Aim of the task:
Present every line of the records below as a numbered list, leaving out blank lines and the pictures.

The records:

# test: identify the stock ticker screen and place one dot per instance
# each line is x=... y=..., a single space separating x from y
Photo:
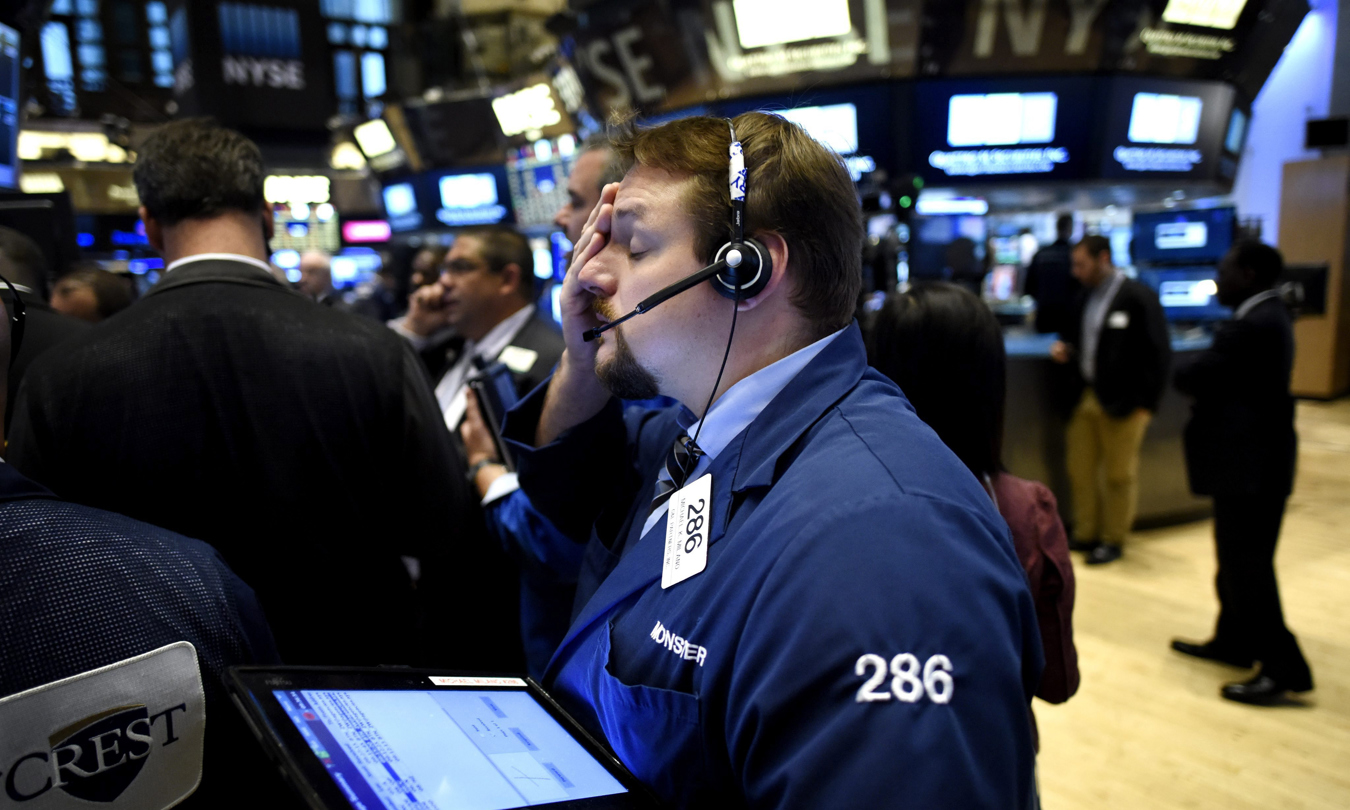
x=444 y=749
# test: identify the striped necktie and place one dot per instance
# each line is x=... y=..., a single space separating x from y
x=679 y=465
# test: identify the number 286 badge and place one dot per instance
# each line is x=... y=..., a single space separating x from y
x=687 y=527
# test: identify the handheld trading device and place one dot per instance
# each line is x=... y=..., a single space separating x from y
x=496 y=390
x=371 y=739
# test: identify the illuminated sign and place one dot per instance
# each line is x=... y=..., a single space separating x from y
x=262 y=46
x=834 y=126
x=999 y=161
x=470 y=200
x=308 y=189
x=527 y=110
x=1001 y=119
x=762 y=23
x=366 y=231
x=1207 y=14
x=1158 y=118
x=374 y=138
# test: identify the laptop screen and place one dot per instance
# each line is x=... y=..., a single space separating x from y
x=473 y=749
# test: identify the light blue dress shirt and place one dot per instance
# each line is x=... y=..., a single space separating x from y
x=736 y=409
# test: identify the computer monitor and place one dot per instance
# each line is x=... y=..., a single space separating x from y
x=354 y=266
x=471 y=197
x=1188 y=294
x=8 y=107
x=1180 y=236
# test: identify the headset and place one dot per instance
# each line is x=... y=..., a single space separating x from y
x=740 y=269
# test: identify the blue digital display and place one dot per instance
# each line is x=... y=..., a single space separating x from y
x=444 y=749
x=1176 y=236
x=1187 y=293
x=1023 y=128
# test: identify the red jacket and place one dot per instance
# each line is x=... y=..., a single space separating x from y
x=1042 y=548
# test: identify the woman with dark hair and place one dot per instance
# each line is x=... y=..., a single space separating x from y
x=944 y=348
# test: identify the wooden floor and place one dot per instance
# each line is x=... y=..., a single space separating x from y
x=1148 y=728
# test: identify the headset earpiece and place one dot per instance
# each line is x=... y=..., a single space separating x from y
x=749 y=269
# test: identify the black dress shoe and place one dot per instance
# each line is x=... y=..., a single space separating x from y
x=1210 y=652
x=1106 y=552
x=1261 y=690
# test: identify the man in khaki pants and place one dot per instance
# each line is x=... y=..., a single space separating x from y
x=1118 y=342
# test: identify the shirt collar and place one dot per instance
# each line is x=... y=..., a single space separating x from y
x=744 y=401
x=501 y=335
x=1253 y=303
x=177 y=263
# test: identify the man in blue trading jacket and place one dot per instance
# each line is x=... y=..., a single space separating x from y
x=861 y=635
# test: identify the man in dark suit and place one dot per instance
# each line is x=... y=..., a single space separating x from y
x=485 y=294
x=1050 y=281
x=300 y=442
x=1117 y=339
x=22 y=262
x=150 y=587
x=1241 y=450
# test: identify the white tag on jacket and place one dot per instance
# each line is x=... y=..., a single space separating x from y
x=519 y=359
x=687 y=523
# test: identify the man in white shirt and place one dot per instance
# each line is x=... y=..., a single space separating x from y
x=485 y=294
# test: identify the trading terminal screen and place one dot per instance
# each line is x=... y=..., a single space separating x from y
x=444 y=749
x=8 y=105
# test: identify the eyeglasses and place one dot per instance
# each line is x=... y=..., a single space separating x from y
x=16 y=320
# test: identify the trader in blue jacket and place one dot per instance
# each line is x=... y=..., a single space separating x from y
x=793 y=594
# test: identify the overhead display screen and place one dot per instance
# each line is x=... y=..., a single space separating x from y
x=1168 y=128
x=471 y=197
x=8 y=105
x=401 y=207
x=1026 y=130
x=833 y=124
x=1169 y=236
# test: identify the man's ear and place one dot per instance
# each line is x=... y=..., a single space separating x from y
x=512 y=278
x=154 y=234
x=776 y=247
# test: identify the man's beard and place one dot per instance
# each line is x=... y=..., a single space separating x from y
x=623 y=374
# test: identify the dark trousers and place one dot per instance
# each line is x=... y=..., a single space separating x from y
x=1250 y=618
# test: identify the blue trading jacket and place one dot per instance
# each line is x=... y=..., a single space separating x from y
x=861 y=637
x=81 y=589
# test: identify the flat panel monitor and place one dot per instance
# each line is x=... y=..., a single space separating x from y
x=1187 y=293
x=354 y=266
x=471 y=197
x=863 y=123
x=367 y=739
x=401 y=205
x=8 y=107
x=1003 y=130
x=536 y=176
x=1176 y=236
x=1168 y=128
x=49 y=219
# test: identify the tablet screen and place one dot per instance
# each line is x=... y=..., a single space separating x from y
x=404 y=749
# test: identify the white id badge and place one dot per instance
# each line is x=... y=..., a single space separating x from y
x=687 y=523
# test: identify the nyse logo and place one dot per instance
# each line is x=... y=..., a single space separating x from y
x=288 y=74
x=95 y=759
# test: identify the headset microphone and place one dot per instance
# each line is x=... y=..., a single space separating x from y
x=740 y=270
x=658 y=297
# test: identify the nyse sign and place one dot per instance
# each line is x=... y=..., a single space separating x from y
x=288 y=74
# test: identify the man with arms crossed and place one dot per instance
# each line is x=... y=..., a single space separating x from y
x=861 y=633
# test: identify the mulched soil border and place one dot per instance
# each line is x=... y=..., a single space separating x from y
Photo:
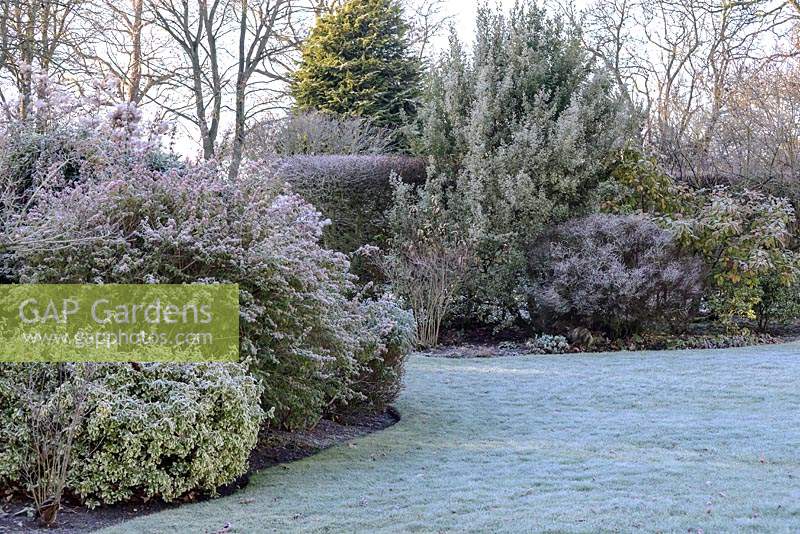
x=275 y=447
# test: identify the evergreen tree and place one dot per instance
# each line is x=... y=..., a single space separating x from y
x=357 y=62
x=520 y=133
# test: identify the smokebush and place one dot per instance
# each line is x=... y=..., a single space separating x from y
x=612 y=273
x=354 y=192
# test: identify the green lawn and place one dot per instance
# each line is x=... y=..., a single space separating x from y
x=670 y=441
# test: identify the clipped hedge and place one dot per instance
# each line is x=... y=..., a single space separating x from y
x=152 y=430
x=354 y=192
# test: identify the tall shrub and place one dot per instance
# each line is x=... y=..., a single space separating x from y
x=357 y=62
x=745 y=239
x=521 y=130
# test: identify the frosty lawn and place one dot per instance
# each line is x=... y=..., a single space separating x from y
x=579 y=443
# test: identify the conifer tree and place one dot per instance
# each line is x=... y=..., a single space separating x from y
x=357 y=62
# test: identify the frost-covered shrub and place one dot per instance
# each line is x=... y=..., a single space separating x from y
x=612 y=273
x=745 y=239
x=354 y=192
x=65 y=141
x=548 y=344
x=151 y=430
x=314 y=134
x=192 y=225
x=523 y=129
x=163 y=430
x=300 y=325
x=387 y=336
x=429 y=260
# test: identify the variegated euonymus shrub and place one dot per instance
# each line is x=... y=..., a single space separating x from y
x=153 y=430
x=310 y=345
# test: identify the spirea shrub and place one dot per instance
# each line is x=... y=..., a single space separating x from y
x=354 y=192
x=612 y=273
x=150 y=430
x=548 y=344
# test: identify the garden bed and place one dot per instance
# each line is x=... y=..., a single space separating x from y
x=275 y=447
x=703 y=336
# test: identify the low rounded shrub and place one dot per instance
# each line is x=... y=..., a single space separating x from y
x=151 y=430
x=612 y=273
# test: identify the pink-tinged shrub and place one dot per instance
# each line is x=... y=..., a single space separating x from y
x=300 y=327
x=612 y=273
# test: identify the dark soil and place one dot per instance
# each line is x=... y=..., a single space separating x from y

Task response:
1. # test: identify the stock ticker screen and place one dot per instance
2. # each line is x=... y=..., a single space separating x from y
3. Photo:
4. x=444 y=749
5. # test: identify the striped necktie and place one dot per instance
6. # each line is x=... y=..., a single space separating x from y
7. x=679 y=465
8. # test: identify the number 286 badge and place one dot per instance
9. # each line is x=... y=..., a single space separating x from y
10. x=687 y=527
11. # test: identify the handheld trading device and place one dot per instance
12. # each line is x=... y=..., a single space separating x from y
13. x=496 y=390
14. x=371 y=739
15. # test: identify the illuminated sign and place one dot per instance
16. # each line is x=... y=..., a single space separating x from y
17. x=262 y=46
18. x=834 y=126
19. x=999 y=161
20. x=470 y=200
21. x=308 y=189
22. x=527 y=110
23. x=1001 y=119
24. x=762 y=23
25. x=366 y=231
26. x=1207 y=14
27. x=1158 y=118
28. x=374 y=138
29. # test: identify the laptop screen and place one dot per instance
30. # each line is x=... y=..., a single space separating x from y
31. x=473 y=749
32. # test: identify the light blue dress shirt and place one dot per instance
33. # each line is x=... y=..., a single space separating x from y
34. x=736 y=409
35. # test: identify the computer monitor and place one dot per instance
36. # each line is x=... y=..., a single space separating x from y
37. x=354 y=266
38. x=471 y=197
39. x=1188 y=294
40. x=8 y=107
41. x=1180 y=236
42. # test: identify the headset and place one dot per instance
43. # each line is x=... y=..., a single space separating x from y
44. x=740 y=269
45. # test: identify the blue digital display and place one dot per instance
46. # each line is x=... y=..., a single space separating x from y
47. x=444 y=749
48. x=1176 y=236
49. x=1187 y=293
50. x=1023 y=128
51. # test: identify the red jacket and place one dot per instance
52. # each line is x=... y=..., a single space separating x from y
53. x=1042 y=548
54. # test: identify the woman with dark hair and place one dot per instance
55. # each line is x=... y=..., a single space separating x from y
56. x=944 y=348
57. # test: identify the wooden floor and place one dot per instance
58. # each line is x=... y=..., a single space separating x from y
59. x=1148 y=728
60. # test: identify the headset earpiece and place one dot per instance
61. # each line is x=... y=..., a single space separating x from y
62. x=749 y=269
63. # test: identify the black dress shoe and place one dot per instance
64. # each line is x=... y=..., a single space separating x from y
65. x=1210 y=652
66. x=1106 y=552
67. x=1261 y=690
68. # test: identify the man in khaki pants and place one dot per instance
69. # each line is x=... y=..., a single space separating x from y
70. x=1118 y=342
71. # test: identify the shirt collar and place one dot per instance
72. # each line is x=... y=..., a single space separating x from y
73. x=744 y=401
74. x=501 y=335
75. x=1253 y=303
76. x=177 y=263
77. # test: identify the man in blue trading jacket and place one dot per instance
78. # each line is x=... y=..., a single space separating x from y
79. x=861 y=635
80. # test: identify the man in dark suit and place one dot per instance
81. # each line is x=... y=..., a single space separating x from y
82. x=485 y=294
83. x=1050 y=281
84. x=300 y=442
85. x=1117 y=339
86. x=22 y=262
87. x=150 y=587
88. x=1241 y=450
89. # test: identify the white tag on jacket and place one dot per instance
90. # each line is x=... y=..., a single space separating x from y
91. x=519 y=359
92. x=687 y=523
93. # test: identify the man in white shirt and place one dot per instance
94. # each line is x=... y=..., a single space separating x from y
95. x=485 y=294
96. # test: identify the trading terminal screen and place one dot per instance
97. # each line is x=... y=..., a single space separating x from y
98. x=444 y=749
99. x=8 y=105
100. # test: identify the eyeglasses and place one dot per instance
101. # each line is x=... y=..., a single space separating x from y
102. x=16 y=320
103. # test: identify the trader in blue jacket and place one dot per instance
104. # each line is x=... y=..., a single space separating x from y
105. x=793 y=594
106. # test: identify the overhead display screen and place one dot per instance
107. # each line is x=... y=..., a single space separating x from y
108. x=1168 y=128
109. x=471 y=197
110. x=8 y=105
111. x=401 y=207
112. x=1026 y=130
113. x=833 y=124
114. x=1169 y=236
115. # test: identify the man's ear and place one dot per instance
116. # each line is x=... y=..., a single space separating x from y
117. x=512 y=278
118. x=154 y=234
119. x=776 y=247
120. # test: identify the man's beard and place one dot per instance
121. # each line is x=... y=..., a single space separating x from y
122. x=623 y=374
123. # test: identify the dark trousers and place one dot per instance
124. # each line is x=... y=..., a single space separating x from y
125. x=1250 y=618
126. # test: identify the blue trading jacket and place one dot per instance
127. # each line is x=... y=..., a single space separating x from y
128. x=861 y=637
129. x=81 y=589
130. # test: identify the flat panel monitor and place one dot per instance
131. # each line is x=... y=..., a single space separating x from y
132. x=1187 y=293
133. x=354 y=266
134. x=471 y=197
135. x=863 y=123
136. x=367 y=739
137. x=401 y=205
138. x=8 y=107
139. x=1003 y=130
140. x=536 y=176
141. x=1176 y=236
142. x=1168 y=128
143. x=49 y=219
144. # test: identify the tablet screen and place one dot per instance
145. # each line is x=... y=..., a single space separating x from y
146. x=404 y=749
147. # test: identify the white id badge and place one dot per instance
148. # each line is x=... y=..., a single space separating x from y
149. x=687 y=523
150. # test: identify the nyse logo and place one dot per instance
151. # each line is x=... y=..., a single space separating x from y
152. x=288 y=74
153. x=95 y=759
154. # test: identify the headset microphone and place one dot per instance
155. # each line is x=... y=..., a single space separating x from y
156. x=740 y=270
157. x=658 y=297
158. # test: identify the nyse sign and place one dot per instance
159. # each line is x=... y=..., a single space separating x from y
160. x=288 y=74
161. # test: identify the man with arms crossed and place one dot per instance
162. # each line is x=... y=..., a single space separating x from y
163. x=861 y=633
164. # test: identify the mulched soil border and place one dot per instance
165. # each line is x=... y=..., a single space separating x from y
166. Photo:
167. x=275 y=447
168. # test: identify the evergreen tree and place one dot per instance
169. # each line is x=... y=..., a single space separating x from y
170. x=357 y=62
171. x=520 y=133
172. # test: identify the smokebush and place one dot per instance
173. # each line is x=... y=..., a single space separating x from y
174. x=612 y=273
175. x=354 y=192
176. # test: identify the green lawn and place one dot per instance
177. # each line is x=... y=..., a single space separating x from y
178. x=670 y=441
179. # test: identify the clipped hedge and place one dot per instance
180. # each line is x=... y=..., a single space separating x from y
181. x=152 y=430
182. x=354 y=192
183. # test: identify the tall shrub and place one dot per instance
184. # each line is x=... y=..., a single space separating x from y
185. x=357 y=62
186. x=745 y=239
187. x=521 y=130
188. # test: identify the frosty lawn and place one dot per instance
189. # each line is x=... y=..., a single space separating x from y
190. x=579 y=443
191. # test: identify the conifer tree and place one dot per instance
192. # each line is x=... y=..., a single space separating x from y
193. x=357 y=62
194. # test: identify the frost-covered shrub and place one dot per instance
195. # each line is x=... y=..., a single space separating x from y
196. x=612 y=273
197. x=745 y=239
198. x=354 y=192
199. x=65 y=141
200. x=548 y=344
201. x=151 y=430
202. x=314 y=134
203. x=192 y=225
204. x=523 y=129
205. x=163 y=430
206. x=300 y=325
207. x=387 y=336
208. x=429 y=260
209. # test: identify the variegated euonymus shrub and place one dot per instance
210. # each line is x=... y=..., a single space separating x from y
211. x=153 y=430
212. x=310 y=345
213. # test: identify the spirea shrub and place one dot per instance
214. # each line is x=... y=..., a single space separating x from y
215. x=354 y=192
216. x=612 y=273
217. x=150 y=430
218. x=548 y=344
219. # test: identify the garden bed and place one dot per instance
220. # each line is x=... y=..., a single space separating x from y
221. x=275 y=447
222. x=703 y=336
223. # test: identify the low rounded shrub and place one dot per instance
224. # each line is x=... y=..., a single space separating x from y
225. x=151 y=430
226. x=612 y=273
227. # test: identify the pink-tinged shrub and place one dot per instance
228. # each line is x=... y=..., a single space separating x from y
229. x=300 y=327
230. x=612 y=273
231. # test: identify the dark soil and place one dot per instance
232. # each line is x=... y=..., a single space separating x from y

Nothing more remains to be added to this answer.